Required work:
Each record must be printed exactly as given.

[Referring expression pointing data]

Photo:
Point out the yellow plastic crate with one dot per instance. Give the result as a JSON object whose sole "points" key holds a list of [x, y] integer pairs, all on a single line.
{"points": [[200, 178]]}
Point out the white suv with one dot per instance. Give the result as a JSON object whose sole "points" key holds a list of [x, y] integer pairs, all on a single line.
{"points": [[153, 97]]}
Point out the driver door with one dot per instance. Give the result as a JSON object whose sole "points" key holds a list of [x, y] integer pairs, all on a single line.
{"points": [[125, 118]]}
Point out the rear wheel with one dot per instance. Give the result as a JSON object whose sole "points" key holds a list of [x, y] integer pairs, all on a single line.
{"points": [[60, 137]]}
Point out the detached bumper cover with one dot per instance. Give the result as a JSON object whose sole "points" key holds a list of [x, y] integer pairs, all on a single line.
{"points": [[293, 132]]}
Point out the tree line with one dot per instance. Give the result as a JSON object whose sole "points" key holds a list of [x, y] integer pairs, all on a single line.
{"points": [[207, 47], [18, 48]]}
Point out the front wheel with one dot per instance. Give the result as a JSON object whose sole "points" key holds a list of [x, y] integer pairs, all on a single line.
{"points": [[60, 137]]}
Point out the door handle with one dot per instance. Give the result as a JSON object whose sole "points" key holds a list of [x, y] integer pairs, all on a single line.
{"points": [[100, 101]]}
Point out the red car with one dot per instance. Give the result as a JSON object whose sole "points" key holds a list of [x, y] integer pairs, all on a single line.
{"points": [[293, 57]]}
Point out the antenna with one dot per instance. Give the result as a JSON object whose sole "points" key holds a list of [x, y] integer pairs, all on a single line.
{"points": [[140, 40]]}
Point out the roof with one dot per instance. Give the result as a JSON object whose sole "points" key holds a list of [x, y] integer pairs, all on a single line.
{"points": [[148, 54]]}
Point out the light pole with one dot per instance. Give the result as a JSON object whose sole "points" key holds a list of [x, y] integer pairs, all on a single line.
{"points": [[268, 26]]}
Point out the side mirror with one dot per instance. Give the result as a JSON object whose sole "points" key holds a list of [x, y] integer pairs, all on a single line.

Response to the exercise:
Photo:
Point out the yellow plastic crate with one dot per instance. Give the result as a JSON object whose sole "points" key holds a list of [x, y] integer pairs, all on a single line.
{"points": [[200, 178]]}
Point out the white suv with one dot per instance. Give the result as a JSON object whose sole "points" key holds a list of [x, y] integer pairs, all on a single line.
{"points": [[153, 97]]}
Point out the driver door with one dot per instance. Give the result as a JSON object whose sole "points" key holds a list of [x, y] integer pairs, all on a single line.
{"points": [[125, 118]]}
Point out the rear wheel with one dot per instance. Give the result as a JSON object whose sole "points" key holds a list of [x, y] integer pairs, all on a single line.
{"points": [[60, 137]]}
Point out the detached bumper cover with one dot per instance. Give the result as a JSON object whose sole "points" key holds a list of [x, y] integer pairs, all on a single line.
{"points": [[293, 132]]}
Point out the tree line with one dot per instance. Give the result as a JSON object whose sole "points" key holds a list of [x, y] integer pairs, all on a single line.
{"points": [[207, 47], [18, 48]]}
Point out the front wheel with one dot per instance. Give the result as a JSON object whose sole "points" key holds a list of [x, y] integer pairs, all on a single line.
{"points": [[60, 137]]}
Point out the door handle with one dot per instance. Give the result as a JSON object whose sole "points" key holds a list of [x, y] integer pairs, all on a single line.
{"points": [[100, 101]]}
Point out the red car with one dot per instance. Give the result as a JSON object whose sole "points" key holds a list of [x, y] integer pairs, all on a single line.
{"points": [[293, 57]]}
Point out the antenna with one dot per instance. Give the result as a JSON object whose sole "points" key holds a list of [x, y] integer pairs, all on a single line.
{"points": [[140, 40]]}
Point out the roof with one dot per instance. Give the result as a JSON object whose sole "points" key holds a list of [x, y] integer pairs, all on a single line.
{"points": [[148, 54]]}
Point out the light pole with one dot per instance. Give the result as a JSON object whose sole "points" key holds a list of [x, y] integer pairs, all on a single line.
{"points": [[268, 26]]}
Point out the side mirror with one dot per instance. Give the result as a JSON object whose sole "points" key holds a list of [x, y] integer pairs, all on a single line.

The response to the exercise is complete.